Exercise: Please rewrite the lines below as a numbered list, leaving out any blank lines and any pictures.

::::::::::

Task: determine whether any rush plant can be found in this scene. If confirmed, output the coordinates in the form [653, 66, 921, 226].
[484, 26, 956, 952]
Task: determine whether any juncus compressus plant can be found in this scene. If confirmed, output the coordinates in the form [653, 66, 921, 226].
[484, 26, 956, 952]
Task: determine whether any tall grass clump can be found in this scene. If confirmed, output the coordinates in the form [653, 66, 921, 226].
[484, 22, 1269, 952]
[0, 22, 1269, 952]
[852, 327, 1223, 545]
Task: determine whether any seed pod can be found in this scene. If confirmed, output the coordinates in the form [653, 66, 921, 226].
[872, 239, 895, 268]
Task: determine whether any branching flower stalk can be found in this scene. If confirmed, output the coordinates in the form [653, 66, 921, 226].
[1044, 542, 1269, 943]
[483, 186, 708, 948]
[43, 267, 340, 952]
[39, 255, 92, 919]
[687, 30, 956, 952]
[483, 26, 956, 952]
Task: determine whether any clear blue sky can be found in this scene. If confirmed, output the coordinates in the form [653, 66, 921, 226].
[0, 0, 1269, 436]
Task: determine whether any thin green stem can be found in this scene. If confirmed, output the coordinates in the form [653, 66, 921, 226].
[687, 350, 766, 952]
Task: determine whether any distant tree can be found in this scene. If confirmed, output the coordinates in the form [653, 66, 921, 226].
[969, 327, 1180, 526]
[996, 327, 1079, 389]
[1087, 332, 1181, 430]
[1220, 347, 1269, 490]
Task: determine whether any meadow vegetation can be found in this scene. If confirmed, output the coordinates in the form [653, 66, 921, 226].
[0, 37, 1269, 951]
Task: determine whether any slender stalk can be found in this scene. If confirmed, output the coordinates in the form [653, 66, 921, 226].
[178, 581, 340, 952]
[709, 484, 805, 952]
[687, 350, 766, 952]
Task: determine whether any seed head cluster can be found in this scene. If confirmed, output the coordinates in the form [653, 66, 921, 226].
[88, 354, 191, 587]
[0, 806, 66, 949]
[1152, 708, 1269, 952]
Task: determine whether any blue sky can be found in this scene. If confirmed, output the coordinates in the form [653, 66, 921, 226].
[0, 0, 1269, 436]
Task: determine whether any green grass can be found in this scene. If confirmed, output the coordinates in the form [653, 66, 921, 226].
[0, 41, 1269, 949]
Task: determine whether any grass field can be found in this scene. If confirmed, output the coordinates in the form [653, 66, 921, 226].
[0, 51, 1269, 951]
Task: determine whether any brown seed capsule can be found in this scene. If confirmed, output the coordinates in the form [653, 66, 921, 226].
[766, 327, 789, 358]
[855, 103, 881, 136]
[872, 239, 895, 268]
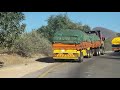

::::::::::

Correct output:
1. Task: determine whether any rush plant can be found in this scene. If confirmed, output the coordinates in the form [653, 66, 921, 226].
2. [484, 26, 956, 952]
3. Task: determine whether any juncus compressus plant can be found in this scene. If confirmed, output the coordinates in the form [653, 66, 921, 226].
4. [484, 26, 956, 952]
5. Task: determine whether any tall grass clump can be found in this scene. If confirmed, output the coordinates in the form [653, 66, 921, 226].
6. [484, 22, 1269, 952]
7. [0, 22, 1269, 952]
8. [852, 327, 1223, 545]
9. Task: determine whether any seed pod can be found in this scene. If confirmed, output the coordinates in the form [653, 66, 921, 226].
10. [872, 239, 895, 268]
11. Task: determine whether any branching flower stalk can be found in this scene. If confirmed, output the coordinates in the form [653, 66, 921, 226].
12. [1044, 542, 1269, 943]
13. [483, 186, 708, 948]
14. [43, 267, 340, 952]
15. [39, 255, 92, 919]
16. [687, 30, 956, 952]
17. [483, 26, 956, 952]
18. Task: determine whether any clear blue sky can be found in this scene. If confirmed, output the coordinates in the form [653, 66, 921, 226].
19. [0, 0, 1269, 436]
20. Task: determine whether any thin green stem can be found in this scene. If confirmed, output the coordinates in the form [653, 66, 921, 226].
21. [687, 350, 766, 952]
22. Task: determine whether any distant tree can be found in this scene. If confirmed, output the coordinates in the form [653, 66, 921, 226].
23. [969, 327, 1180, 526]
24. [996, 327, 1079, 389]
25. [1087, 332, 1181, 430]
26. [1220, 347, 1269, 490]
27. Task: determine whether any meadow vegetation can be found in this scene. If confirmed, output the coordinates in the form [653, 66, 921, 226].
28. [0, 37, 1269, 951]
29. Task: determine whether any slender stalk can be found in this scene. If confirmed, output the coordinates in the form [653, 66, 921, 226].
30. [178, 581, 340, 952]
31. [709, 484, 805, 952]
32. [687, 350, 766, 952]
33. Task: determine whether any seed head cluster can be found in this scene. If confirmed, output the coordinates in the form [653, 66, 921, 226].
34. [88, 354, 191, 587]
35. [0, 806, 66, 949]
36. [1152, 708, 1269, 952]
37. Task: determine whether any blue sky can be found in this scene. If confirmed, output the coordinates in the form [653, 66, 921, 226].
38. [0, 0, 1269, 436]
39. Task: determine whether any green grass can be found in this scene. If confirmed, output the coordinates in the form [653, 66, 921, 226].
40. [0, 41, 1269, 949]
41. Task: determine whether any grass field can be found in this scene. If confirmed, output the coordinates in the form [653, 66, 921, 226].
42. [0, 51, 1269, 951]
43. Task: determine whether any brown seed capsule can be found in this scene. If confirmed, output the coordinates in the form [653, 66, 921, 226].
44. [766, 327, 789, 358]
45. [855, 103, 881, 136]
46. [872, 239, 895, 268]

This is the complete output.